A Compact Guide to Large Language Models (Part-3: Applying LLM)
Applying Large Language Models
There are a few paths that one can take when looking to apply large language models for their given use case. Generally speaking, you can break them down into two categories, but there’s some crossover between each. We’ll briefly cover the pros and cons of each and what scenarios fit best for each.
Proprietary services
As the first widely available LLM powered service, OpenAI’s ChatGPT was the
explosive charge that brought LLMs into the mainstream. ChatGPT provides
a nice user interface (or API) where users can feed prompts to one of many
models (GPT-3.5, GPT-4, and more) and typically get a fast response.
These are
among the highest-performing models, trained on enormous data sets, and are
capable of extremely complex tasks both from a technical standpoint, such as
code generation, as well as from a creative perspective like writing poetry in a
specific style.
The downside of these services is the absolutely enormous amount of compute
required not only to train them (OpenAI has said GPT-4 cost them over $100
million to develop) but also to serve the responses.

## EXERCISE DATA

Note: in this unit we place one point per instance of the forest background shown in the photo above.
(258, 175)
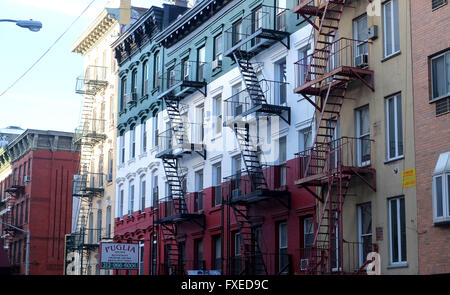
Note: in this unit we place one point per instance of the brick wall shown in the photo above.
(432, 134)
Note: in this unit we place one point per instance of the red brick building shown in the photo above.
(430, 21)
(38, 199)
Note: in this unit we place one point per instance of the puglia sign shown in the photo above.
(119, 256)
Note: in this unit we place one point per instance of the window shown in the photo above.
(122, 147)
(132, 141)
(199, 189)
(391, 32)
(143, 136)
(363, 136)
(218, 47)
(237, 32)
(217, 180)
(440, 75)
(108, 222)
(441, 189)
(397, 230)
(156, 70)
(131, 198)
(145, 78)
(142, 203)
(217, 113)
(394, 127)
(282, 78)
(99, 224)
(198, 246)
(123, 91)
(201, 58)
(282, 160)
(302, 57)
(435, 4)
(364, 231)
(121, 199)
(361, 33)
(217, 247)
(305, 139)
(283, 260)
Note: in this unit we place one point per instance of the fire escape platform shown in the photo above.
(306, 9)
(268, 38)
(343, 71)
(322, 178)
(258, 196)
(188, 87)
(180, 217)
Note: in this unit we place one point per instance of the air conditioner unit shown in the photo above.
(303, 264)
(362, 61)
(109, 177)
(217, 63)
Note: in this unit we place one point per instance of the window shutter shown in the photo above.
(438, 3)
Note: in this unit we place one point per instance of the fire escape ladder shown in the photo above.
(169, 233)
(175, 182)
(252, 262)
(250, 154)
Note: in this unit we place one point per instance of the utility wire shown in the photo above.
(51, 46)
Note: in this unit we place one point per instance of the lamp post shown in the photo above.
(27, 265)
(32, 25)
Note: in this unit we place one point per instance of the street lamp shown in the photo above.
(32, 25)
(27, 266)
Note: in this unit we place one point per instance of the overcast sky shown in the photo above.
(45, 98)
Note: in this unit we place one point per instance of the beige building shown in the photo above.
(360, 74)
(94, 187)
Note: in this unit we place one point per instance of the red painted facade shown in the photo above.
(43, 206)
(301, 205)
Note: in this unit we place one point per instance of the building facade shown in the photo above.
(431, 58)
(359, 79)
(94, 192)
(37, 199)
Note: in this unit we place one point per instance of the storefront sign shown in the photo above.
(119, 256)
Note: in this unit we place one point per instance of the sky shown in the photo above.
(45, 98)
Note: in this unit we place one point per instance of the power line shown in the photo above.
(51, 46)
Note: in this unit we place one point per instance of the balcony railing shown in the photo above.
(188, 137)
(90, 128)
(240, 184)
(354, 258)
(342, 53)
(88, 184)
(250, 32)
(345, 152)
(184, 75)
(241, 103)
(93, 80)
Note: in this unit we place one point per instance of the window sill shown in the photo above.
(398, 265)
(394, 159)
(391, 56)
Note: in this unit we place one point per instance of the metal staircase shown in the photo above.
(328, 72)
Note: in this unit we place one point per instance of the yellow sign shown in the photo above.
(409, 177)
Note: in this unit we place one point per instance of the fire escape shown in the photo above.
(175, 84)
(87, 184)
(262, 28)
(323, 78)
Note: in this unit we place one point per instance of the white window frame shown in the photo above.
(396, 98)
(446, 56)
(401, 259)
(359, 136)
(361, 236)
(445, 191)
(394, 18)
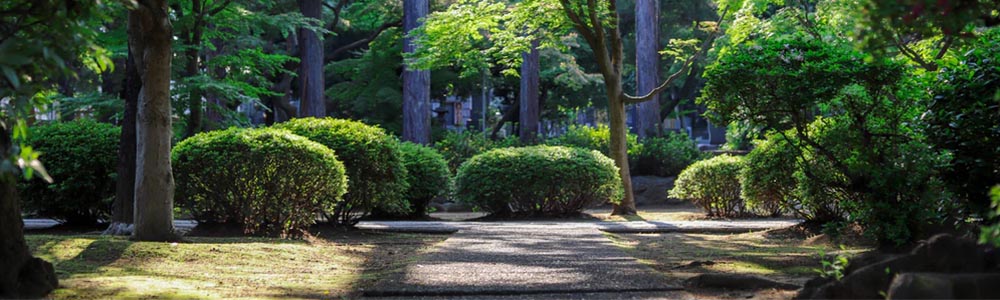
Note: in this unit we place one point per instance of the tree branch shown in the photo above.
(629, 99)
(362, 42)
(219, 8)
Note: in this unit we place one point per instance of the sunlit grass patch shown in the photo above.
(114, 267)
(756, 253)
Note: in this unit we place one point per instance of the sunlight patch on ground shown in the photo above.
(758, 253)
(113, 267)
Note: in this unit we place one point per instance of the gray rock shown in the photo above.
(945, 286)
(941, 253)
(736, 282)
(651, 189)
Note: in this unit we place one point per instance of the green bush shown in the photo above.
(767, 181)
(714, 185)
(538, 180)
(457, 147)
(372, 159)
(81, 156)
(990, 235)
(665, 156)
(269, 181)
(427, 174)
(593, 138)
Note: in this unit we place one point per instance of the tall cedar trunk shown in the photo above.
(311, 70)
(193, 55)
(150, 36)
(619, 149)
(647, 64)
(122, 211)
(21, 275)
(528, 119)
(416, 83)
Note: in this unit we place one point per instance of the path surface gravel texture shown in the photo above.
(534, 260)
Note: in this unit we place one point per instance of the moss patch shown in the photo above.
(680, 256)
(337, 265)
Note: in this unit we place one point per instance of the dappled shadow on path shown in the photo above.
(528, 260)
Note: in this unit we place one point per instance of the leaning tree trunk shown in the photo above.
(528, 119)
(647, 64)
(122, 210)
(150, 35)
(21, 275)
(416, 83)
(311, 84)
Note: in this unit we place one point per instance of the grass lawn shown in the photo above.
(331, 265)
(771, 254)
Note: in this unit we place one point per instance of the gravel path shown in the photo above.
(532, 260)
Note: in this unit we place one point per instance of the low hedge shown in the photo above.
(538, 180)
(458, 147)
(427, 174)
(767, 181)
(593, 138)
(664, 156)
(81, 157)
(714, 185)
(372, 160)
(269, 181)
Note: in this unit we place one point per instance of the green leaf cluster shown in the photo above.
(80, 156)
(269, 181)
(427, 173)
(714, 185)
(538, 181)
(373, 162)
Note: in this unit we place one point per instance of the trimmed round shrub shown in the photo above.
(538, 180)
(373, 163)
(768, 178)
(593, 138)
(427, 175)
(665, 156)
(712, 184)
(269, 181)
(457, 147)
(81, 156)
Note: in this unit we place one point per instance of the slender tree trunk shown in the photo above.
(619, 147)
(21, 275)
(416, 83)
(193, 55)
(150, 37)
(311, 70)
(528, 118)
(122, 211)
(647, 66)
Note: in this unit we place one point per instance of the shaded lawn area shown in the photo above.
(772, 254)
(332, 265)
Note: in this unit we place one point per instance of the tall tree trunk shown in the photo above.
(647, 64)
(416, 83)
(21, 275)
(122, 211)
(150, 37)
(528, 119)
(311, 70)
(192, 37)
(619, 147)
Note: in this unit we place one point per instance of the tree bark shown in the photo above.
(122, 211)
(416, 83)
(192, 37)
(311, 86)
(647, 64)
(150, 37)
(21, 275)
(528, 119)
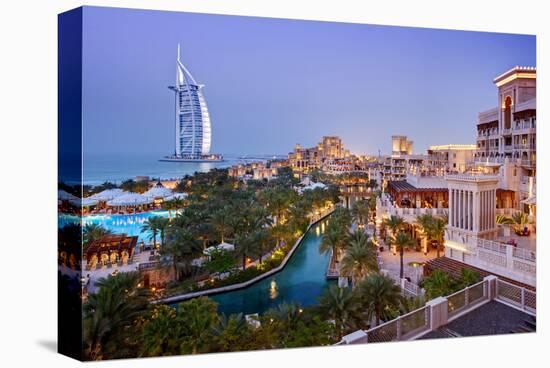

## QUESTIONS ON THE MATERIAL
1/ Extract the passage of the large language model guide between "Applying Large Language" and "specific style.", inclusive.
2/ Pick up the large language model guide after its last sentence and write what comes next.

## PER-TASK OUTPUTS
1/
Applying Large Language Models
There are a few paths that one can take when looking to apply large language models for their given use case. Generally speaking, you can break them down into two categories, but there’s some crossover between each. We’ll briefly cover the pros and cons of each and what scenarios fit best for each.
Proprietary services
As the first widely available LLM powered service, OpenAI’s ChatGPT was the
explosive charge that brought LLMs into the mainstream. ChatGPT provides
a nice user interface (or API) where users can feed prompts to one of many
models (GPT-3.5, GPT-4, and more) and typically get a fast response.
These are
among the highest-performing models, trained on enormous data sets, and are
capable of extremely complex tasks both from a technical standpoint, such as
code generation, as well as from a creative perspective like writing poetry in a
specific style.

2/
For this reason, these
extremely large models will likely always be under the control of organizations,
and require you to send your data to their servers in order to interact with their
language models. This raises privacy and security concerns, and also subjects
users to “black box” models, whose training and guardrails they have no control
over. Also, due to the compute required, these services are not free beyond a
very limited use, so cost becomes a factor in applying these at scale.
In summary: Proprietary services are great to use if you have very complex tasks,
are okay with sharing your data with a third party, and are prepared to incur
costs if operating at any significant scale.
Open source models
The other avenue for language models is to go to the open source community,
where there has been similarly explosive growth over the past few years.
Communities like Hugging Face gather hundreds of thousands of models
from contributors that can help solve tons of specific use cases such as text
generation, summarization and classification. The open source community has
been quickly catching up to the performance of the proprietary models, but
ultimately still hasn’t matched the performance of something like GPT-4.
It does currently take a little bit more work to grab an open source model and
start using it, but progress is moving very quickly to make them more accessible
to users.
Another huge upside to using open source models is the ability to fine-tune
them to your own data. Since you’re not dealing with a black box of a proprietary
service, there are techniques that let you take open source models and train
them to your specific data, greatly improving their performance on your
specific domain.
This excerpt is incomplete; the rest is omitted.